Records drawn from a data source

******

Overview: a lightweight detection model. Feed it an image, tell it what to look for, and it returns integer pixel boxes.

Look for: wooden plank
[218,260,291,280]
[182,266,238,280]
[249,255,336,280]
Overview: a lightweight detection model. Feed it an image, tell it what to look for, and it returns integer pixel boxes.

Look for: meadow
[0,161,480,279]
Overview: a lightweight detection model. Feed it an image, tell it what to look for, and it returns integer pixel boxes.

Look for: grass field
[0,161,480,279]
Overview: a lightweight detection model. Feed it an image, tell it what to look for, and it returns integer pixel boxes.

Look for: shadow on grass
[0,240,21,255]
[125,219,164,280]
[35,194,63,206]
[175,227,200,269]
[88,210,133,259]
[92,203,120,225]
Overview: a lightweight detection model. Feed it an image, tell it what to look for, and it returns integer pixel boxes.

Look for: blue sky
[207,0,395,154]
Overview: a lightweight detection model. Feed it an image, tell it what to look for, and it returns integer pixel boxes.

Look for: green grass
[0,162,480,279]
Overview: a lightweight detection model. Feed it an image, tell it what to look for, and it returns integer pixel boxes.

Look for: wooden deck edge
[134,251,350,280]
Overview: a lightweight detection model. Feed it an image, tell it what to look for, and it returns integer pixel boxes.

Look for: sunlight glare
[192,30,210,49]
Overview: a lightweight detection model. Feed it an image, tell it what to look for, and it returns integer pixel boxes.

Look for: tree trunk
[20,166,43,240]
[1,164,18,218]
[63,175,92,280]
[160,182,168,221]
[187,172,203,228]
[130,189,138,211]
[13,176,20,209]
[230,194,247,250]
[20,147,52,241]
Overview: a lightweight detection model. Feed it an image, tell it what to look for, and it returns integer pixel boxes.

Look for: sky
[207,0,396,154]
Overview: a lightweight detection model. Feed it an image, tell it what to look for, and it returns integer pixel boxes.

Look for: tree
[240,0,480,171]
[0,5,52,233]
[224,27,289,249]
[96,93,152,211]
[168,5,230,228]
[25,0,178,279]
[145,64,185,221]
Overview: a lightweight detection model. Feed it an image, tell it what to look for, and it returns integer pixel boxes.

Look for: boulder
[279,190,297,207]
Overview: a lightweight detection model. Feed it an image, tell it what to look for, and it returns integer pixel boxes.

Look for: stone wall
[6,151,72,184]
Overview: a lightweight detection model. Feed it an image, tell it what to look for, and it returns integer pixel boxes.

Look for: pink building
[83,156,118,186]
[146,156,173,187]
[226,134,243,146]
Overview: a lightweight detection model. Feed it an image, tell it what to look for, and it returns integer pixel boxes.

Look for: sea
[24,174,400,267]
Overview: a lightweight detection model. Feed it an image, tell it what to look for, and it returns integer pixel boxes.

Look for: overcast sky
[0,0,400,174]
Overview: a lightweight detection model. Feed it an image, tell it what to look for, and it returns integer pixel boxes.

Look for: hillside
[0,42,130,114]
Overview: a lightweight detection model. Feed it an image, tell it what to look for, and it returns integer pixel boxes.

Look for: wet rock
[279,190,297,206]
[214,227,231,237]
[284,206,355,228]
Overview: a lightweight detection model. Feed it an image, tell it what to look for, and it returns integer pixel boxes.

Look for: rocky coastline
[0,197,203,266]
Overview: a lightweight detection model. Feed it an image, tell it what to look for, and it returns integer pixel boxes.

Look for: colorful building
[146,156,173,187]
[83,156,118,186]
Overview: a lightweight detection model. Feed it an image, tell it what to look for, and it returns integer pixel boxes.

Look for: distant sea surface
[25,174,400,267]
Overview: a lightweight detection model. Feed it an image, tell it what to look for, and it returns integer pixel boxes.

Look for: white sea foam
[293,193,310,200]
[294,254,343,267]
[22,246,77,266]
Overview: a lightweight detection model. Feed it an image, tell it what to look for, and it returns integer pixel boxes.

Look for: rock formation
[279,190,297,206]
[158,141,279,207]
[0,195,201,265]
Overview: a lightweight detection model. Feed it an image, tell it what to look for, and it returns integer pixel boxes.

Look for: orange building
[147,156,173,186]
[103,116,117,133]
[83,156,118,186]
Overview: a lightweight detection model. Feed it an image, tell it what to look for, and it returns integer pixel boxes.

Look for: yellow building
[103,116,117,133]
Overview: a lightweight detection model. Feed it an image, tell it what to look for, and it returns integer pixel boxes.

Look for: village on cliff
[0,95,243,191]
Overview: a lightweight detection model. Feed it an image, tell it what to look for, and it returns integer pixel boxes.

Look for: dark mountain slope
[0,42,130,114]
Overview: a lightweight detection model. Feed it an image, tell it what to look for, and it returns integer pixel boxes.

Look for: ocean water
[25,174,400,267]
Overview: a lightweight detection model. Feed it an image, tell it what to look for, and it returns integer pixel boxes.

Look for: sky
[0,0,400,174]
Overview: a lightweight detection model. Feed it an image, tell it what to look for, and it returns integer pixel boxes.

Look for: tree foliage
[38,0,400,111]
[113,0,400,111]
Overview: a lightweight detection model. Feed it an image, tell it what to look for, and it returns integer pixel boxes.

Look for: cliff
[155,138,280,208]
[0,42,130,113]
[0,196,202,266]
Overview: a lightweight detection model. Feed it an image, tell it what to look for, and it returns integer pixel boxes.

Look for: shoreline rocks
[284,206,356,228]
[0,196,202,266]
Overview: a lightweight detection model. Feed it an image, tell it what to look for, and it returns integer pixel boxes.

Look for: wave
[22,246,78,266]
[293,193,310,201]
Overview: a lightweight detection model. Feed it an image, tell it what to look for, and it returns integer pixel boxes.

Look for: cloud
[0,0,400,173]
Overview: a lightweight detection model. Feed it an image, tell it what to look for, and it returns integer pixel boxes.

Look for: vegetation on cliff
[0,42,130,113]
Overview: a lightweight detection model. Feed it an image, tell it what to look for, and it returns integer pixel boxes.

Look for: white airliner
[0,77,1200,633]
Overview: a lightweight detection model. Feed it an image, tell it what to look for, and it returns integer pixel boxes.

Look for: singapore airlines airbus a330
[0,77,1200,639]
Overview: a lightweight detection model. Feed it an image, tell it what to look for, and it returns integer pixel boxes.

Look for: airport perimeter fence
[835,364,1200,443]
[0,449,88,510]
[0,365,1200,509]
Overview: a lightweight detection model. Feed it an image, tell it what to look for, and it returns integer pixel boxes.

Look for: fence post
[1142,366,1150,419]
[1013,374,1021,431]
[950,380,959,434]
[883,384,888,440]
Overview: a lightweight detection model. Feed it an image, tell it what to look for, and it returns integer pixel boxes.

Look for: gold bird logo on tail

******

WHAT IS ASKED: Can you extract every line above that contains the string "grass"?

RESPONSE TO THIS EXERCISE:
Look for: grass field
Look for: shadow on grass
Look for: green grass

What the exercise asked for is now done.